▶ _TASK DETAILS_
Your answer should hold all lines of the entries that include the word "front".

>>>

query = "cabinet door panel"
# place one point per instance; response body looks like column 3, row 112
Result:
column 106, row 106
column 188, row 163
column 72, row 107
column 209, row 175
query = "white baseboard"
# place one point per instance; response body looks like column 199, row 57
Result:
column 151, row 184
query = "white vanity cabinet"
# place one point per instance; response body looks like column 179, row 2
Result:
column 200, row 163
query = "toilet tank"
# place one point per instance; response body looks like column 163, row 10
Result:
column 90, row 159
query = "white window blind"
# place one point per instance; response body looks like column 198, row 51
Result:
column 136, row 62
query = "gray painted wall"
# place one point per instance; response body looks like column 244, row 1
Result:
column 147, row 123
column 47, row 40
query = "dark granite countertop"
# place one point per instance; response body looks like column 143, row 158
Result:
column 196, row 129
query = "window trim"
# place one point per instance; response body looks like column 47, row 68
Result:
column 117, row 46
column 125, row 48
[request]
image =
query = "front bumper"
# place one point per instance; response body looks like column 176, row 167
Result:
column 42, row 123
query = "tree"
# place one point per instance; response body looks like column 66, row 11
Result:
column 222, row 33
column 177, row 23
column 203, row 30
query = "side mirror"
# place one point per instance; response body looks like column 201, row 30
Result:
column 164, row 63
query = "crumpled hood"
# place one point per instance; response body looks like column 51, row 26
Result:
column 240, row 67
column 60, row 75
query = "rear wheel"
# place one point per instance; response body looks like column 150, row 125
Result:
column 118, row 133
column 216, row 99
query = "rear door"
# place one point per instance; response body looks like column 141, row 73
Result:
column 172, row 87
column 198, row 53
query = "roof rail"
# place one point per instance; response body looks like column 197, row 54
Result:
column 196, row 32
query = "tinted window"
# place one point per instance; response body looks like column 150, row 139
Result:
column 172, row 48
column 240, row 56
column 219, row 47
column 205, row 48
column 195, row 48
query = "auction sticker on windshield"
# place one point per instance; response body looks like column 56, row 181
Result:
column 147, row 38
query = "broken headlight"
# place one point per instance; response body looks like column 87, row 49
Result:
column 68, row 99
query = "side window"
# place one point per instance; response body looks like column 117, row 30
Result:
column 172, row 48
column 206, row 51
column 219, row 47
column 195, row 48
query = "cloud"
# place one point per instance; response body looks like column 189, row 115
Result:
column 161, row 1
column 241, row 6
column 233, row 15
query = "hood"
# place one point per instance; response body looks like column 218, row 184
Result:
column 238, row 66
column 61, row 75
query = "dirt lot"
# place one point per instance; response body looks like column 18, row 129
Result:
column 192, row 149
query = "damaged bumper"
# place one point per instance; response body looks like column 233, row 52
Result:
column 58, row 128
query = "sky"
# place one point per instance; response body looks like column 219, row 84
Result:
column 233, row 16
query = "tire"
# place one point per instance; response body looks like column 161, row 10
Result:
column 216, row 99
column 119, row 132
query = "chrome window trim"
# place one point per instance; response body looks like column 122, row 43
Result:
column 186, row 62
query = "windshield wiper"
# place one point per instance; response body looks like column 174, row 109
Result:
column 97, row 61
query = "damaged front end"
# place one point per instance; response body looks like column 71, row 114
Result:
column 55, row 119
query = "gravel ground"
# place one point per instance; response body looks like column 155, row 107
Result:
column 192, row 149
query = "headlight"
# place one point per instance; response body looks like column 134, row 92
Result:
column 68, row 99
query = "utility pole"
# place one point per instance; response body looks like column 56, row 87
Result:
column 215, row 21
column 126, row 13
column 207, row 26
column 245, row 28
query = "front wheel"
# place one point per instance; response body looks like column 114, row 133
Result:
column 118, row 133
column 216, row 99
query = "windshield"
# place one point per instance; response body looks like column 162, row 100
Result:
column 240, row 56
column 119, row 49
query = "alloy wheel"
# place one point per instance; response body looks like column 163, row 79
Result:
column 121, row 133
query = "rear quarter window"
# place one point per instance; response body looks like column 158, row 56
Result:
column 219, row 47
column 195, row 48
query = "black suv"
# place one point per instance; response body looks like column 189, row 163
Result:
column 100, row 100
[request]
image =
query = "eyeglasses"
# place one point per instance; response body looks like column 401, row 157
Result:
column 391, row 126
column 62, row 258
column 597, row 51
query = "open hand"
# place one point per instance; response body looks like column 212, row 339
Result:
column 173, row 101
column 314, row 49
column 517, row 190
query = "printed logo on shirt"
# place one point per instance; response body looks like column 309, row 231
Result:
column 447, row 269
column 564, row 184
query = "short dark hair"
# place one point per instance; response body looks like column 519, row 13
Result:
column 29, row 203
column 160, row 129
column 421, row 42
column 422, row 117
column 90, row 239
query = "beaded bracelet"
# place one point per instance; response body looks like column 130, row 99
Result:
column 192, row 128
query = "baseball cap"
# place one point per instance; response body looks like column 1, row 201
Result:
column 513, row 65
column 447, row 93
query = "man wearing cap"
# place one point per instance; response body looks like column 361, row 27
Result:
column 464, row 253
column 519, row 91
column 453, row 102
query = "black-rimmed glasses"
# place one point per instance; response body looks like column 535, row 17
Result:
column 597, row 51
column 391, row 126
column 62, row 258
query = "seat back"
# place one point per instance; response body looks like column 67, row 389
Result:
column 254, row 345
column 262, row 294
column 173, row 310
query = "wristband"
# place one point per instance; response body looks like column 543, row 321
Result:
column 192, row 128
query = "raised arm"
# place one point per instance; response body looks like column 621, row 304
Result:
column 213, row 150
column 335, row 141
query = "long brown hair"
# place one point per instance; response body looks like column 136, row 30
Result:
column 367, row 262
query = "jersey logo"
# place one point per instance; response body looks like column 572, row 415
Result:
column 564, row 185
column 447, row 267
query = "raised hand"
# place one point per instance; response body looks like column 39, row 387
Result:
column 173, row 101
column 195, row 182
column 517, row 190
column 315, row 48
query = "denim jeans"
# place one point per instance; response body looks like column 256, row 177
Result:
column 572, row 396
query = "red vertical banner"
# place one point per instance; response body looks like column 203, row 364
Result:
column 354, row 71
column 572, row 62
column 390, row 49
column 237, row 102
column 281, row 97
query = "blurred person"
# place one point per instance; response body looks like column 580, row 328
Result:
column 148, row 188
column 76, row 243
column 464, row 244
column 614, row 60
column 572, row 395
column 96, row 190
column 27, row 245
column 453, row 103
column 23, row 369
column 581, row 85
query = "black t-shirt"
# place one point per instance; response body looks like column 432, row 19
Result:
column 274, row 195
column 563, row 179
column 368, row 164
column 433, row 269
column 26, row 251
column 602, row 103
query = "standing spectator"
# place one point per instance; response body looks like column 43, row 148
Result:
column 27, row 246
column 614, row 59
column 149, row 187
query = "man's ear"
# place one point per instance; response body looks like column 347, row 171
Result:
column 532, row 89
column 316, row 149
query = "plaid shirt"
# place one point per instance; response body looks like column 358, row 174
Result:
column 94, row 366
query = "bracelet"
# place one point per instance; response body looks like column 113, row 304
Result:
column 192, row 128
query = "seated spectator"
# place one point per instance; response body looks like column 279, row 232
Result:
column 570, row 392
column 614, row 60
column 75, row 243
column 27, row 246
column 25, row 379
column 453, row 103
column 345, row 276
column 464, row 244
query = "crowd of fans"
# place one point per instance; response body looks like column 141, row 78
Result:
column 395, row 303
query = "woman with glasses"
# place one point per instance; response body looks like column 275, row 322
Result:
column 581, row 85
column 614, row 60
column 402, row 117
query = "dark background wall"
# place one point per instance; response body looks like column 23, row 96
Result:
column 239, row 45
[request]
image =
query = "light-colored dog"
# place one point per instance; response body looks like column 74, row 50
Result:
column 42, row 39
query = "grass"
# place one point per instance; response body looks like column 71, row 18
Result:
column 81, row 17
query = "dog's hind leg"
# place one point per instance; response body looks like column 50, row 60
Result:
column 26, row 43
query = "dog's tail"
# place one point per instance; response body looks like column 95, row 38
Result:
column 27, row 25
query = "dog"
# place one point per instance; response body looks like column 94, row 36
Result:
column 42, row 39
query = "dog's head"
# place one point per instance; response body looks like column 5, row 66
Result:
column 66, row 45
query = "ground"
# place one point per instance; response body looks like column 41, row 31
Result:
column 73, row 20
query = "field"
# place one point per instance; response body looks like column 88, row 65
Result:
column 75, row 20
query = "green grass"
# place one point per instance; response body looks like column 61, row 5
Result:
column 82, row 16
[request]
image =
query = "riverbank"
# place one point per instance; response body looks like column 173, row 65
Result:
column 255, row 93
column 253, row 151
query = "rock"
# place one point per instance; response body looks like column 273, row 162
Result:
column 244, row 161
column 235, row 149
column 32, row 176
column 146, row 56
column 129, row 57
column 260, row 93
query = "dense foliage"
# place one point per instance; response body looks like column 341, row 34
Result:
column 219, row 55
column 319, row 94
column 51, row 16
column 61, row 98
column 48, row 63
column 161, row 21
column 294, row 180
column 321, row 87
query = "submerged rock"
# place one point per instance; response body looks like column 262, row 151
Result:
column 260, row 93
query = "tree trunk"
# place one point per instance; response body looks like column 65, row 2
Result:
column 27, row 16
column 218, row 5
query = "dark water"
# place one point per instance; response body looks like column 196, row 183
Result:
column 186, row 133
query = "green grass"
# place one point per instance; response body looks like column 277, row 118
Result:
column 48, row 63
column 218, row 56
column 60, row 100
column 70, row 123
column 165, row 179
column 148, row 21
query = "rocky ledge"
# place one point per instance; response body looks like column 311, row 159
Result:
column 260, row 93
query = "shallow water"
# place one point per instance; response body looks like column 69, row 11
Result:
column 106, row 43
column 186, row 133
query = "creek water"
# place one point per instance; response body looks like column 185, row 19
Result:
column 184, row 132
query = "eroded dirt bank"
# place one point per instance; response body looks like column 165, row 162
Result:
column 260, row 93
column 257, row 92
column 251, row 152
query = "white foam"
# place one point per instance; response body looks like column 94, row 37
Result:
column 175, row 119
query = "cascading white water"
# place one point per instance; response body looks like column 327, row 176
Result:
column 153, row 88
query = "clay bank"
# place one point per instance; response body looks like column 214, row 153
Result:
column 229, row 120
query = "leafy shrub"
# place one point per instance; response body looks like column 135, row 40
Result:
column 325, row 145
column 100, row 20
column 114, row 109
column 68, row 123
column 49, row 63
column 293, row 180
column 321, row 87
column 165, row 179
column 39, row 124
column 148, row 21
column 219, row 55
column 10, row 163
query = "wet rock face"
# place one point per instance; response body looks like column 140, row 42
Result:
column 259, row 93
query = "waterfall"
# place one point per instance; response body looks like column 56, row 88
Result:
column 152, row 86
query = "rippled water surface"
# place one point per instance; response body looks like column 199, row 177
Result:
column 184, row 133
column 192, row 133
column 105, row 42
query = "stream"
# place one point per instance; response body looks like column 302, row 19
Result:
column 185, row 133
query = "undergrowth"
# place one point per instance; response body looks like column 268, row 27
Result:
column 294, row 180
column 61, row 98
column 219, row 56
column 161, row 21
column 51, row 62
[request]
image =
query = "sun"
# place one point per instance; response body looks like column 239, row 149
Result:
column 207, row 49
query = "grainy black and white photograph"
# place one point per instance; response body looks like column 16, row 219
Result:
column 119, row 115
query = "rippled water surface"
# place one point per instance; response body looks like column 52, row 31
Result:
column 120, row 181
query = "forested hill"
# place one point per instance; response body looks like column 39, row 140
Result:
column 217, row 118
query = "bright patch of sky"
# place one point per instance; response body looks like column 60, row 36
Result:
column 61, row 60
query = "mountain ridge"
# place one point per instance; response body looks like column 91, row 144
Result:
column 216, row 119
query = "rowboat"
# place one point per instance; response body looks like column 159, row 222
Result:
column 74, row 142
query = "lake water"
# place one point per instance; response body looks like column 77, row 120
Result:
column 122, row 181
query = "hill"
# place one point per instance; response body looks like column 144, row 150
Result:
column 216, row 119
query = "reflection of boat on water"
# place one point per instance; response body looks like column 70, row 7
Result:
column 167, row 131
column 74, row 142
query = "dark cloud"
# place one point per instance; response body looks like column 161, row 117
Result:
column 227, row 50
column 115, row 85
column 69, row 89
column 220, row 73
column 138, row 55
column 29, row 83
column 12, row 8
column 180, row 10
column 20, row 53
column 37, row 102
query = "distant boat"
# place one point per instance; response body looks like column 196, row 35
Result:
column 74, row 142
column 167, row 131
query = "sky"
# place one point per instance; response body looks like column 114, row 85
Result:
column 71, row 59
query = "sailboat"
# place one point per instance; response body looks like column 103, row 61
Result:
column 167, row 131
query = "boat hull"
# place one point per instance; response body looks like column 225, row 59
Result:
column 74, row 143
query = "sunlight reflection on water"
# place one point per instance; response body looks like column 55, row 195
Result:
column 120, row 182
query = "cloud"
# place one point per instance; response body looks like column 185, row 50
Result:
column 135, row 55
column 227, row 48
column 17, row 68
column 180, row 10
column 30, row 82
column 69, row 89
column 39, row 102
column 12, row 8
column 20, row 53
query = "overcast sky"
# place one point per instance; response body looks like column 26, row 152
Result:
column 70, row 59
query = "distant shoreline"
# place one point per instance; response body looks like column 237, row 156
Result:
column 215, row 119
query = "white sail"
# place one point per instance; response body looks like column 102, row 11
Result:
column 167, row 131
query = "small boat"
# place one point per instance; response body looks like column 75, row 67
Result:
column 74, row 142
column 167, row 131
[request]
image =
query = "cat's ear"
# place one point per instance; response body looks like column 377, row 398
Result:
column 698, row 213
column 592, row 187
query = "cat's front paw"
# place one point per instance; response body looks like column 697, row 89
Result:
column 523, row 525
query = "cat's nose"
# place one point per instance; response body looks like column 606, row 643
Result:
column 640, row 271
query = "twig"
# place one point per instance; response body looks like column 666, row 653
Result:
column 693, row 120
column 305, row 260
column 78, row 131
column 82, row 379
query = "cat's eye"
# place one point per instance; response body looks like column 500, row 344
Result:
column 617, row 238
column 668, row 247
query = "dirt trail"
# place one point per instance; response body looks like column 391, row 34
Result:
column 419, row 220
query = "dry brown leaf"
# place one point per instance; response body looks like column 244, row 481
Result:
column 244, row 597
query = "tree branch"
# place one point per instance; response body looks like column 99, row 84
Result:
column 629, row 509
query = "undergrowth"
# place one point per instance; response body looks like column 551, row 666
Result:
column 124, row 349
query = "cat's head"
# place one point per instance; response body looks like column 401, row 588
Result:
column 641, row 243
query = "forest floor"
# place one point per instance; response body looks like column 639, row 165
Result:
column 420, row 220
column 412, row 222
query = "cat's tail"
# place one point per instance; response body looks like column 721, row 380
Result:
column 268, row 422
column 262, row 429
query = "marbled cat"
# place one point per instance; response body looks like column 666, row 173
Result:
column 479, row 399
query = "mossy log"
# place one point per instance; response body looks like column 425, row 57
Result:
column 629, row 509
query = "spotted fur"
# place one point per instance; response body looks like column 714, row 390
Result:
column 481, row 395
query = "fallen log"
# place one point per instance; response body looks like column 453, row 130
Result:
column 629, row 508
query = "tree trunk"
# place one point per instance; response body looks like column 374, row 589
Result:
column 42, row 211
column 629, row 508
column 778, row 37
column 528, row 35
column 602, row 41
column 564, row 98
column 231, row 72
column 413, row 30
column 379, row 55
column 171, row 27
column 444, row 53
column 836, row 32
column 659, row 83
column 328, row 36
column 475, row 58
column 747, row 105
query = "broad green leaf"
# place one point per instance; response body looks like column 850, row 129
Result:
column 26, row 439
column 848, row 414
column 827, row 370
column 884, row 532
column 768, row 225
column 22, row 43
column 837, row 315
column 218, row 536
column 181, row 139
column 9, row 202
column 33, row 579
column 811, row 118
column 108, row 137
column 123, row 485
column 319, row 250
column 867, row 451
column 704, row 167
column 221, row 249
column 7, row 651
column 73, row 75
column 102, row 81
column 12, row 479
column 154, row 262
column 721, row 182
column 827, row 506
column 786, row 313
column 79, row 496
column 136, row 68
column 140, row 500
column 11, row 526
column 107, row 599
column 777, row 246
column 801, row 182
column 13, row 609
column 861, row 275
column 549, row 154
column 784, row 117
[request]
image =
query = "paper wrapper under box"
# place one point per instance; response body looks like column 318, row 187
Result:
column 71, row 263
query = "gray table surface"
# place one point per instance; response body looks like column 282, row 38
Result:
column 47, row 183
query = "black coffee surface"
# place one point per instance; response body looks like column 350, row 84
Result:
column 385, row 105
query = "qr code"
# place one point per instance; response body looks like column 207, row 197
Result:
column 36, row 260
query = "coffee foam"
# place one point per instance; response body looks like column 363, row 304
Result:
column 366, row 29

<<<

▶ _RESULT FOR THIS TASK_
query = "front bumper"
query = "damaged front end"
query = "front wheel"
query = "cat's front paw"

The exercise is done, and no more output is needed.